**Extract to read:**
* begin *

By now you have probably seen Steve Grand‘s music video for his song All-American Boy. He’s the young musician who put everything on the line recently when he created, produced, financed and released a music video of his original song All-American Boy. The video cost $7,000, a fraction of what a label would have paid to produce a video like this, but it was a fortune to Grand, who came up with the entire budget himself by maxing out his only plastic to tell the video’s story.

The video portrays a young gay man who misreads signals from an apparently straight “all-American” male friend. The song sounds good and the video quality is very good but what really captured me was this young man’s story and the bravery he showed by telling his story.

I’ve been reading a lot of stuff by Brene’ Brown and I love what she has to say about telling our stories:

“Owning our story can be hard but not nearly as difficult as spending our lives running from it. Embracing our vulnerabilities is risky but not nearly as dangerous as giving up on love and belonging and joy—the experiences that make us the most vulnerable. Only when we are brave enough to explore the darkness will we discover the infinite power of our light.” – Brene Brown

No matter what you think of the song or the video (if you do like it you can go here and support Steve by paying anything you want to download the song – every dollar helps) I think you will be moved by his story.  I know that I was and I am wishing him the best of luck in his music career.

* end *

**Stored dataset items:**
* begin *

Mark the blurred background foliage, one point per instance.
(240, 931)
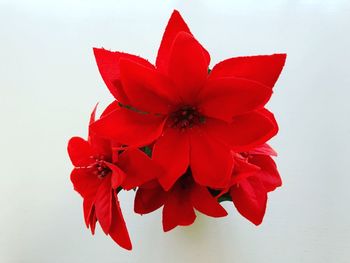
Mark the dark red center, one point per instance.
(186, 117)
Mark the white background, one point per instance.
(49, 83)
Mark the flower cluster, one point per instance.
(183, 136)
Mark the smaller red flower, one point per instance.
(100, 173)
(179, 202)
(250, 185)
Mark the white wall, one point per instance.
(49, 83)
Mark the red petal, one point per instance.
(211, 161)
(250, 199)
(145, 88)
(172, 152)
(148, 200)
(246, 131)
(108, 65)
(103, 205)
(227, 97)
(242, 170)
(89, 211)
(178, 210)
(264, 149)
(92, 221)
(263, 69)
(79, 151)
(129, 127)
(93, 114)
(188, 68)
(118, 230)
(117, 177)
(138, 167)
(268, 174)
(175, 25)
(84, 182)
(205, 203)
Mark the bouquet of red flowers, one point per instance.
(184, 136)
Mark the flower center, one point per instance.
(186, 117)
(98, 167)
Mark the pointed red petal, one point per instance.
(246, 131)
(103, 205)
(188, 68)
(108, 65)
(205, 203)
(172, 152)
(118, 230)
(178, 210)
(250, 198)
(129, 127)
(211, 161)
(227, 97)
(138, 167)
(89, 210)
(79, 151)
(263, 69)
(145, 88)
(148, 200)
(175, 25)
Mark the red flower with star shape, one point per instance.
(193, 118)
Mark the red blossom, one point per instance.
(249, 192)
(193, 119)
(100, 173)
(186, 137)
(179, 203)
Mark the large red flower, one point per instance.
(99, 173)
(193, 118)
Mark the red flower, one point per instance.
(179, 202)
(98, 176)
(194, 119)
(249, 192)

* end *

**Exercise:** Check each statement against the post about Steve Grand's video, and answer yes or no, quoting the words that decide it: 1. Grand paid for the video out of his own pocket. 2. The video cost $70,000 to make. 3. The video shows a young gay man misreading signals from a male friend. These rows were taken from a separate source.

**Output of the task:**
1. Yes: "who came up with the entire budget himself by maxing out his only plastic"
2. No: "The video cost $7,000"
3. Yes: "The video portrays a young gay man who misreads signals from an apparently straight “all-American” male friend."